All of the entries need to be written out again, exactly as they are.

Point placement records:

———

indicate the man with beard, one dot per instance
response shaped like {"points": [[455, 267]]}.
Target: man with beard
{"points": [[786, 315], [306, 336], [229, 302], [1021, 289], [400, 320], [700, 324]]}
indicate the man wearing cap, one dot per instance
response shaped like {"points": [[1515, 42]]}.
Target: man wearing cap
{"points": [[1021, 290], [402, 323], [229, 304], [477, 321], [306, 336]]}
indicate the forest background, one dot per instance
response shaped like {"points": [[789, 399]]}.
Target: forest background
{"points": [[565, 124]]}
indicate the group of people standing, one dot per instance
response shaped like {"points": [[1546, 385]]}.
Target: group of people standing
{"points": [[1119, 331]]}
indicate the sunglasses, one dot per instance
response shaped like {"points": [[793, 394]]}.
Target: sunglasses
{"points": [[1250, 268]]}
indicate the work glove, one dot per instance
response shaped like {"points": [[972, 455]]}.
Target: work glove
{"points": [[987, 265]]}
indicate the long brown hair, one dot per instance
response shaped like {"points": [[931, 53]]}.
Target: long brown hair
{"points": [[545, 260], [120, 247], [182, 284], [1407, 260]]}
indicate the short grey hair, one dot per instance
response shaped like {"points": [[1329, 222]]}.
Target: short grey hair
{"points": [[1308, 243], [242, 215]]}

———

» **Task result**
indicate the man with beard, one dot per instance
response shaped like {"points": [[455, 267]]}.
Target: man with beard
{"points": [[786, 315], [306, 336], [229, 302], [1021, 289], [400, 320], [700, 324]]}
indicate the man wearing cap, one dot per instance
response shaped like {"points": [[1515, 42]]}.
Target: man wearing cap
{"points": [[1021, 290], [402, 323], [229, 304], [477, 321], [306, 336]]}
indicate the forest background, one dot per instance
response shaped like {"points": [[789, 399]]}.
Target: forest background
{"points": [[565, 124]]}
indicate the group of people standing, one dot per instance
response shaped like {"points": [[1546, 385]]}.
Target: group of people standing
{"points": [[1119, 331]]}
indicate the sunglasses, one dot per instance
response shaped like {"points": [[793, 394]]}.
Target: sunglasses
{"points": [[1250, 268]]}
indicate the work glove, one dot per instance
response shaped like {"points": [[972, 455]]}.
Target: work glove
{"points": [[987, 265]]}
indicate the long brown hair, one dot per instance
response shaped like {"points": [[931, 53]]}.
Target: long brown hair
{"points": [[545, 260], [120, 247], [182, 284], [1407, 260]]}
indicate the short grey hair, one dot per instance
response shaped like {"points": [[1329, 222]]}.
Target: short grey hair
{"points": [[1308, 243], [242, 215]]}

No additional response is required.